## Task set
• 1. At which university did Brockman move into his dorm, according to the passage about his move-in tweet?
• 2. Carry on the passage about Brockman's move-in tweet from the point where it stops.
-- START Text block --
After getting settled in his dorm on the campus of Mississippi State University, August 13, Brockman shared the tweet with the images of him and his father. He included the words, “From the first day of kindergarten to college move in. Thank you dad.”
Many across the country were in an uproar over the events in Charlottesville, Virginia where white supremacists marched through the city declaring “White Lives Matter.” A counter-protester was killed. The 45th President of the United States failed to denounce the events.
While all of that was going on, Brockman was marking a moment, a tradition that had taken place between he and his parents since he was a toddler. Not only have they shared this walk every year, but also his father has been his track coach for much of his track career.
“It was a nice, little cute tweet,” he said. “The tweet was getting traction. After awhile the numbers started tripling. Pretty soon my phone was freezing and I was wondering how big is this thing going to go.”
-- END Text block --
-- START Listing --
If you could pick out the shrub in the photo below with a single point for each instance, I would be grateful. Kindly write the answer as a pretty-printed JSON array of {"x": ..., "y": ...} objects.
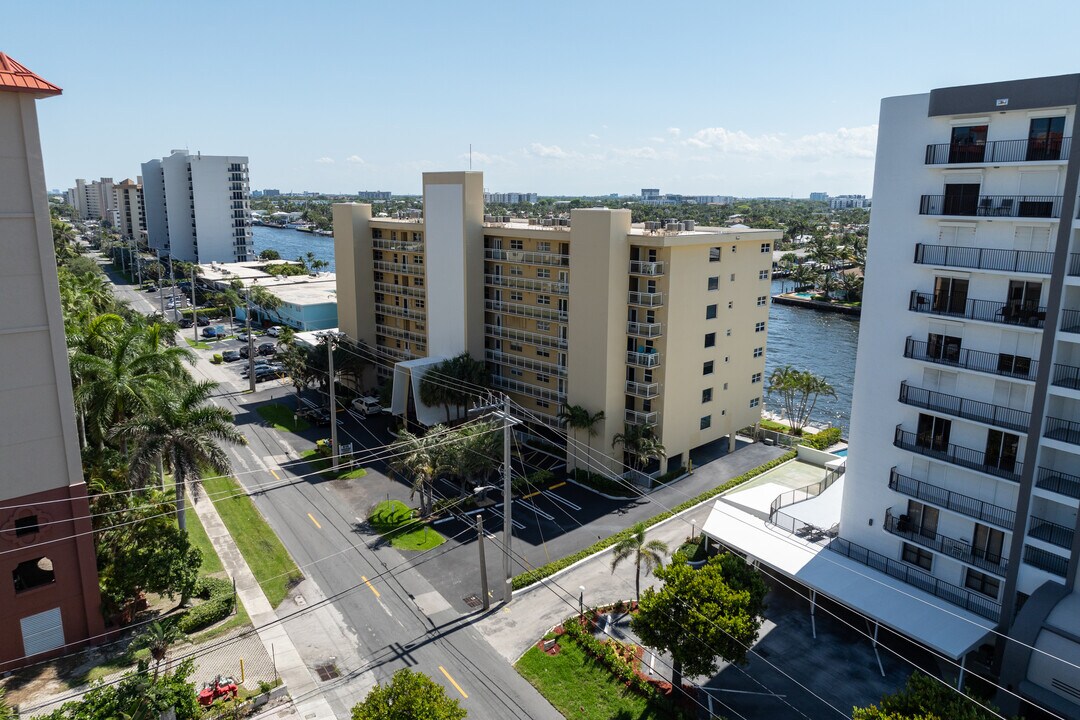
[{"x": 537, "y": 574}]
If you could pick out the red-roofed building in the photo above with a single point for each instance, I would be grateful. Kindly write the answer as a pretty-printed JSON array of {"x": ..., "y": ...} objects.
[{"x": 50, "y": 601}]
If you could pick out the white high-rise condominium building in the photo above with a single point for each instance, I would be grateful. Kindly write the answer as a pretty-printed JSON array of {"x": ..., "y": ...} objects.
[
  {"x": 964, "y": 463},
  {"x": 198, "y": 207}
]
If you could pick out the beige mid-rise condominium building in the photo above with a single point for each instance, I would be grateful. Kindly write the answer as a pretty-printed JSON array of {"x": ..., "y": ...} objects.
[{"x": 661, "y": 325}]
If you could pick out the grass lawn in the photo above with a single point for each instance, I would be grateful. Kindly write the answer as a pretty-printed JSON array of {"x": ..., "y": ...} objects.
[
  {"x": 280, "y": 417},
  {"x": 581, "y": 689},
  {"x": 394, "y": 521},
  {"x": 261, "y": 548}
]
-- END Listing --
## Task responses
• 1. Mississippi State University.

• 2.
He was getting notifications that athletes, business owners, public figures were all liking his tweet or sharing it. All of that and it was just his first week of college. By his first day of classes, midweek, the post had been retweeted over 64,000 times and liked over 263,000 times.
“The attention has been overwhelming, for sure,” said Brockman who is attending MSU on a track scholarship. “It has been really crazy, but it has also been a really fun experience so far.”
Brockman is the only child of Sherry and Charles, Jr. He explains that the first day of school walks were not so much a tradition – they were just something he, his mother and his father shared together while he was in grade school. The elementary school was in walking distance from their house.
“Once I got to middle school and high school, they just kept dropping me off and taking pictures – even when it was embarrassing, like my senior year of high school,” he laughs. “But it wasn’t all bad. The first day of school is a pretty big deal and they just wanted to see me off and help make my first day a positive moment.”
And it worked. Being there to see him off on the first day of school, their faces being the last thing he saw as he disappeared into the hallways of the school, was rewarding.
As he entered this next chapter, his parents stayed near campus most of his first week of classes. Being away from home will be an adjustment for Brockman, but he knows that the time apart will only make seeing them more special.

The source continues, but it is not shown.